> **Page**:
----

I THE WAR ON THE WORD
It will hardly be denied that there
is one lingering doubt in many, who recognise unavoidable
self-defence in the instant parry of the English sword, and who have
no great love for the sweeping sabre of Sadowa and Sedan. That doubt
is the doubt whether Russia, as compared with Prussia, is
sufficiently decent and democratic to be the ally of liberal and
civilised powers. I take first, therefore, this matter of
civilisation.
It is vital in a discussion like
this, that we should make sure we are going by meanings and not by
mere words. It is not necessary in any argument to settle what a word
means or ought to mean. But it is necessary in every argument to
settle what we propose to mean by the word. So long as our opponent
understands what is the thing of which we are talking, it does
not matter to the argument whether the word is or is not the one he
would have chosen. A soldier does not say “We were ordered to
go to Mechlin; but I would rather go to Malines.” He may
discuss the etymology and archæology of the difference on the
march; but the point is that he knows where to go. So long as we know
what a given word is to mean in a given discussion, it does not even
matter if it means something else in some other and quite distinct
discussion. We have a perfect right to say that the width of a window
comes to four feet; even if we instantly and cheerfully change the
subject to the larger mammals; and say that an elephant has four
feet. The identity of the words does not matter, because there is no
doubt at all about the meanings; because nobody is likely to think of
an elephant as four foot long, or of a window as having tusks and a
curly trunk.
It is essential to emphasise this
consciousness of the thing under discussion in connection with
two or three words that are, as it were, the key-words of this war.
One of them is the word “barbarian.” The Prussians apply
it to the Russians: the Russians apply it to the Prussians. Both, I
think, really mean something that really exists, name or no name.
Both mean different things. And if we ask what these different things
are, we shall understand why England and France prefer Russia; and
consider Prussia the really dangerous barbarian of the two. To begin
with, it goes so much deeper even than atrocities; of which, in the
past at least, all the three Empires of Central Europe have partaken
pretty equally, as they partook of Poland. An English writer, seeking
to avert the war by warnings against Russian influence, said that the
flogged backs of Polish women stood between us and the Alliance. But
not long before, the flogging of women by an Austrian general led to
that officer being thrashed in the streets of London by Barclay and
Perkins’ draymen. And as for the third power, the Prussians, it
seems clear that they have treated Belgian women in a style compared
with which flogging might be called an official formality. But, as I
say, something much deeper than any such recrimination lies behind
the use of the word on either side. When the German Emperor complains
of our allying ourselves with a barbaric and half-oriental power he
is not (I assure you) shedding tears over the grave of Kosciusko. And
when I say (as I do most heartily) that the German Emperor is a
barbarian, I am not merely expressing any prejudices I may have
against the profanation of churches or of children. My countrymen and
I mean a certain and intelligible thing when we call the Prussians
barbarians. It is quite different from the thing attributed to
Russians; and it could not possibly be attributed to Russians. It is
very important that the neutral world should understand what this
thing is.

----

> **What you will do**:
• A. Answer these questions from the essay on the word "barbarian":
(i) To what place was the soldier ordered to go?
(ii) Who thrashed the Austrian general in the streets of London?
(iii) Which power do England and France consider the really dangerous barbarian of the two?
• B. Decide whether each statement agrees with the essay on the word "barbarian," and quote the words that settle it:
(i) Every argument must settle what a word ought to mean.
(ii) The Prussians apply the word "barbarian" to the Russians.
(iii) What is meant by calling the Prussians barbarians could also be attributed to the Russians.
• C. Reproduce the part of the essay on the word "barbarian" between "It is essential" and "or no name.", inclusive.
This material has no connection to the essay.

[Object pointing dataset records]
----

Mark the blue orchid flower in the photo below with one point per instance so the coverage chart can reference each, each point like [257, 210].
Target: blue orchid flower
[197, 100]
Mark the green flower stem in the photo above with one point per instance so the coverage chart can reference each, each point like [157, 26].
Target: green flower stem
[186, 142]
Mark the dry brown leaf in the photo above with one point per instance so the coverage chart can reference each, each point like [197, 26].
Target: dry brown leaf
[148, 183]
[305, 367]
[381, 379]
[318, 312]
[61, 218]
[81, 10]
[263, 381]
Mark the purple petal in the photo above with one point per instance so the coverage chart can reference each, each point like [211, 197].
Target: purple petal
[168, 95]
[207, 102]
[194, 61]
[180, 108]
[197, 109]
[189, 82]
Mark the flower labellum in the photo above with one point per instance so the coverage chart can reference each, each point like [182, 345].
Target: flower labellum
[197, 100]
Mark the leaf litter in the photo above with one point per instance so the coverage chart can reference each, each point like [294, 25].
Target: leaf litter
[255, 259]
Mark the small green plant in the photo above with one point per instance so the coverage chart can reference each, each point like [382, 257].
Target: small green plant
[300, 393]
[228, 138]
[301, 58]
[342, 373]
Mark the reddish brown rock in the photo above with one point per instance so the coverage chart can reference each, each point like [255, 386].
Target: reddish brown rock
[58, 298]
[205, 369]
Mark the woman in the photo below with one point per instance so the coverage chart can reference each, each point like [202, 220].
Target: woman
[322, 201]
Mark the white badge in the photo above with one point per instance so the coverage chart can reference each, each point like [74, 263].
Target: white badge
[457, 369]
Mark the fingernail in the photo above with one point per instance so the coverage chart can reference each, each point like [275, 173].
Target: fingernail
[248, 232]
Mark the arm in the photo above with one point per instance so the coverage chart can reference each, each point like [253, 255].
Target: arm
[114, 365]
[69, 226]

----

> **Solutions per task**:
• A.
(i) Mechlin
(ii) Barclay and Perkins' draymen
(iii) Prussia

• B.
(i) No: "It is not necessary in any argument to settle what a word means or ought to mean."
(ii) Yes: "The Prussians apply it to the Russians"
(iii) No: "it could not possibly be attributed to Russians."

• C.
It is essential to emphasise this
consciousness of the thing under discussion in connection with
two or three words that are, as it were, the key-words of this war.
One of them is the word “barbarian.” The Prussians apply
it to the Russians: the Russians apply it to the Prussians. Both, I
think, really mean something that really exists, name or no name.